▸ **WORK ORDER**: Please transcribe the entries exactly and omit the images they contain.

▸ **SOURCE MATERIAL**:
____
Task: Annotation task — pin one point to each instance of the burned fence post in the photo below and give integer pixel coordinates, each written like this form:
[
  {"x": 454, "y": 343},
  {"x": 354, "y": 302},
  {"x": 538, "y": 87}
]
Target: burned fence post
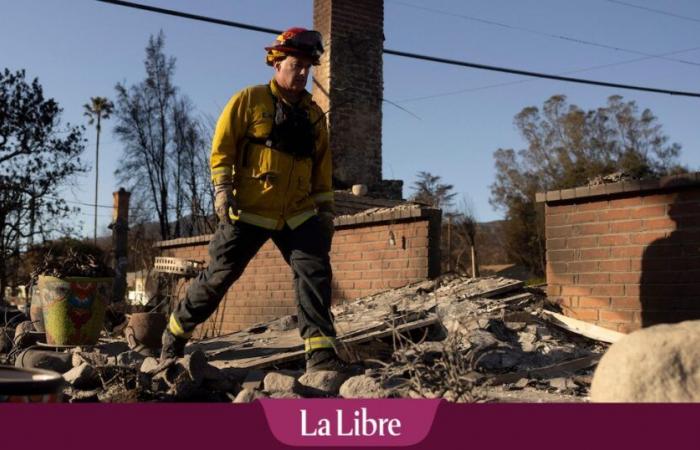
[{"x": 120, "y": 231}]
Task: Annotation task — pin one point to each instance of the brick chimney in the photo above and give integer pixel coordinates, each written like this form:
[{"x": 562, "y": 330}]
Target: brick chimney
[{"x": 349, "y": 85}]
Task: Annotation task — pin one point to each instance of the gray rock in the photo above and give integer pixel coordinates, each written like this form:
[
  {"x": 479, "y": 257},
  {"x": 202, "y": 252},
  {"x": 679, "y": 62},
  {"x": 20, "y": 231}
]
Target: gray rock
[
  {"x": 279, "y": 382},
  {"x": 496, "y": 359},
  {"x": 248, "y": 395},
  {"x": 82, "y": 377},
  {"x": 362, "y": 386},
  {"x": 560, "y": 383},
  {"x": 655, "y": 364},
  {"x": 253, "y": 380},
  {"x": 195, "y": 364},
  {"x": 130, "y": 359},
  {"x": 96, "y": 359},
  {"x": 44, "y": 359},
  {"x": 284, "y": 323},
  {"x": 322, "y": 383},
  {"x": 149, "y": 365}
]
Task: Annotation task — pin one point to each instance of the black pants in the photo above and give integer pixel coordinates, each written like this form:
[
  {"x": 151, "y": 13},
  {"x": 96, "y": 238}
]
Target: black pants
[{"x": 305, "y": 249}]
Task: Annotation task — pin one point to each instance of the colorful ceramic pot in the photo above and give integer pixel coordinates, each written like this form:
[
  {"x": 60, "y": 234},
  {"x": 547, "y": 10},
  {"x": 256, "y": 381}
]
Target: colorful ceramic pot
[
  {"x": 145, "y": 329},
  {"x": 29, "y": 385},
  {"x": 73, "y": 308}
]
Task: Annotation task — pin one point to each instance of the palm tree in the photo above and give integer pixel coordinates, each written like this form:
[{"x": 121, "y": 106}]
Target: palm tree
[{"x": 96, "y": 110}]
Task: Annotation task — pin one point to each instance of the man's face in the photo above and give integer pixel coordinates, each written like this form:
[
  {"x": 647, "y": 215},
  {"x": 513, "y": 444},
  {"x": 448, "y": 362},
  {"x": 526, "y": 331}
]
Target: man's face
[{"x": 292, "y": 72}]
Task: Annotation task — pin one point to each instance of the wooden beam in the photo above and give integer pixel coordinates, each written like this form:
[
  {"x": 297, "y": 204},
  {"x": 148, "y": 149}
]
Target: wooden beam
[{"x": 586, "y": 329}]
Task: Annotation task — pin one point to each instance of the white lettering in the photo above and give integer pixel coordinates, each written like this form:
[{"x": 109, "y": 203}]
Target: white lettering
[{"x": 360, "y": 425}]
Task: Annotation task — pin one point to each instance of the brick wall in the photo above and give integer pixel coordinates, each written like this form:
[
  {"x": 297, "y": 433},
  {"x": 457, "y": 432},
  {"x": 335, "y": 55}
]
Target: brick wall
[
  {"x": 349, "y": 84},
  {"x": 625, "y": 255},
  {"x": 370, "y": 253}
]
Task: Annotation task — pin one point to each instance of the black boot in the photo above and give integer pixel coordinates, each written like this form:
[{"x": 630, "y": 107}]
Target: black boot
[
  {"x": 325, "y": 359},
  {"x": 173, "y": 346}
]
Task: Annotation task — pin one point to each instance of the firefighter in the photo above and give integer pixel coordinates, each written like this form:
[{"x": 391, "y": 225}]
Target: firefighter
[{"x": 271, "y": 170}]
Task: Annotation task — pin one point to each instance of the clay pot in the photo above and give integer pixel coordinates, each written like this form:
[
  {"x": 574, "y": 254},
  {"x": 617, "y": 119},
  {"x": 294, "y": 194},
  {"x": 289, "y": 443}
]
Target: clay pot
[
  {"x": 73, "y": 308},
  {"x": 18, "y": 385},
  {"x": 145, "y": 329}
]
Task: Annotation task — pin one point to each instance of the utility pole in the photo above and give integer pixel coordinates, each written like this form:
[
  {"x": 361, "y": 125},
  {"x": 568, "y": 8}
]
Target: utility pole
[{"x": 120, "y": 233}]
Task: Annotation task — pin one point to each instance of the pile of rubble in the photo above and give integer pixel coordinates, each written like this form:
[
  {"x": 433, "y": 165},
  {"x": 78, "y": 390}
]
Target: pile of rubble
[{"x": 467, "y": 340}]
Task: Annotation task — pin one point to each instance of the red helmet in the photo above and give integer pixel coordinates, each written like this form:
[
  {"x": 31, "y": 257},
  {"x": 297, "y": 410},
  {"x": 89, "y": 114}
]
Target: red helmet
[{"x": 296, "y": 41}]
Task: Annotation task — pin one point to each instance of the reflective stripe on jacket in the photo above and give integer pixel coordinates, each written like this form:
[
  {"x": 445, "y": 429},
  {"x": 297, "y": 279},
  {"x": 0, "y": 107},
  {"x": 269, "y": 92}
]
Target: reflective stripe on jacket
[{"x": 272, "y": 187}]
____
▸ **OUTPUT OF THE TASK**:
Task: Annotation task — pin one point to each instance of the burned fence post in the photo below and give integer pixel coordinates, each written like this form:
[
  {"x": 454, "y": 343},
  {"x": 354, "y": 302},
  {"x": 538, "y": 87}
]
Target: burned fence post
[{"x": 120, "y": 231}]
Task: Annotation task — pin one point to each instance of the brick chimney in the photo above and give integer pixel coordinates, each written like this form:
[{"x": 562, "y": 330}]
Target: brick chimney
[{"x": 349, "y": 85}]
Task: Annotation task — pin one point to each instance of the gray rock in the photo above and give integer pixel coordinates, each written like this form:
[
  {"x": 479, "y": 257},
  {"x": 202, "y": 252},
  {"x": 679, "y": 62},
  {"x": 20, "y": 231}
]
Target: gray rock
[
  {"x": 279, "y": 382},
  {"x": 496, "y": 359},
  {"x": 248, "y": 395},
  {"x": 82, "y": 377},
  {"x": 362, "y": 386},
  {"x": 560, "y": 383},
  {"x": 655, "y": 364},
  {"x": 253, "y": 380},
  {"x": 195, "y": 364},
  {"x": 130, "y": 359},
  {"x": 96, "y": 359},
  {"x": 44, "y": 359},
  {"x": 284, "y": 323},
  {"x": 322, "y": 383},
  {"x": 149, "y": 365}
]
Task: Annotation task — pin one point to each instance of the black pants in the photo above and give integer pixel coordinates, each written like this form:
[
  {"x": 151, "y": 13},
  {"x": 96, "y": 238}
]
Target: black pants
[{"x": 305, "y": 249}]
Task: Annotation task — pin one point to each instance of the colorful ceramic pot in the photo above and give integer pixel coordinates, each written like this form:
[
  {"x": 60, "y": 234},
  {"x": 547, "y": 10},
  {"x": 256, "y": 381}
]
Target: colorful ceramic pot
[
  {"x": 145, "y": 329},
  {"x": 29, "y": 385},
  {"x": 73, "y": 308}
]
Task: Annotation task — pin one point to each instance of the palm tree in the photo above and give integer pixel coordinates, each written like this form:
[{"x": 121, "y": 106}]
Target: palm tree
[{"x": 96, "y": 110}]
Task: Annotation task — pin one point to each instance of the man's face in the photo above and give integer pixel coordinates, each written like this form:
[
  {"x": 647, "y": 215},
  {"x": 513, "y": 444},
  {"x": 448, "y": 362},
  {"x": 526, "y": 331}
]
Target: man's face
[{"x": 292, "y": 72}]
Task: Annotation task — pin one point to each instance of the wooden beam in the photo above and give integer pixel coordinates, each written like this form:
[
  {"x": 297, "y": 204},
  {"x": 148, "y": 149}
]
Target: wooden beam
[{"x": 586, "y": 329}]
Task: Annotation task — pin one point to each instance of the white lettering in the photo above and give integer pixel coordinates, each written like this form:
[{"x": 109, "y": 203}]
Target: white lettering
[{"x": 360, "y": 425}]
Task: Annotation task — pin one point to each instance of the brick wall in the photo above and give integer pixel coordinates, each written like this form:
[
  {"x": 297, "y": 433},
  {"x": 457, "y": 432},
  {"x": 335, "y": 55}
]
Target: brick wall
[
  {"x": 349, "y": 84},
  {"x": 625, "y": 255},
  {"x": 370, "y": 253}
]
Task: Annotation task — pin one point to each instance of the black boot in the photo above and give integer pixel coordinates, each written like this form:
[{"x": 630, "y": 107}]
Target: black boot
[
  {"x": 325, "y": 359},
  {"x": 173, "y": 346}
]
Task: Annotation task — pin one point to each instance of the firefighter in the photo above and give integer pixel coordinates, each written like this form:
[{"x": 391, "y": 225}]
Target: firefighter
[{"x": 271, "y": 170}]
Task: Annotation task — pin one point to each instance of the clay pot in the photo above and give integer pixel coordinates, each written like this form:
[
  {"x": 574, "y": 254},
  {"x": 617, "y": 119},
  {"x": 294, "y": 194},
  {"x": 289, "y": 443}
]
Target: clay pot
[
  {"x": 73, "y": 308},
  {"x": 18, "y": 385},
  {"x": 145, "y": 329}
]
Task: Annotation task — pin one point to each instance of the utility pole in the photo above and give integer pixel coordinates, each written like this form:
[
  {"x": 361, "y": 125},
  {"x": 568, "y": 8}
]
Target: utility pole
[{"x": 120, "y": 233}]
Task: Annotation task — pin one point to each instance of the pile of rubble in the photo above and give integer pixel coordinates, each written like this form:
[
  {"x": 433, "y": 165},
  {"x": 78, "y": 390}
]
Target: pile of rubble
[{"x": 467, "y": 340}]
Task: Annotation task — pin one point to each instance of the red helmet in the photo above and give integer pixel coordinates, each written like this form:
[
  {"x": 31, "y": 257},
  {"x": 297, "y": 410},
  {"x": 89, "y": 114}
]
Target: red helmet
[{"x": 296, "y": 41}]
Task: Annotation task — pin one point to each instance of the reflective stripe on jacket in the photo above and give integer pixel coordinates, each written like this form:
[
  {"x": 445, "y": 429},
  {"x": 297, "y": 279},
  {"x": 0, "y": 107},
  {"x": 269, "y": 92}
]
Target: reflective stripe on jacket
[{"x": 272, "y": 187}]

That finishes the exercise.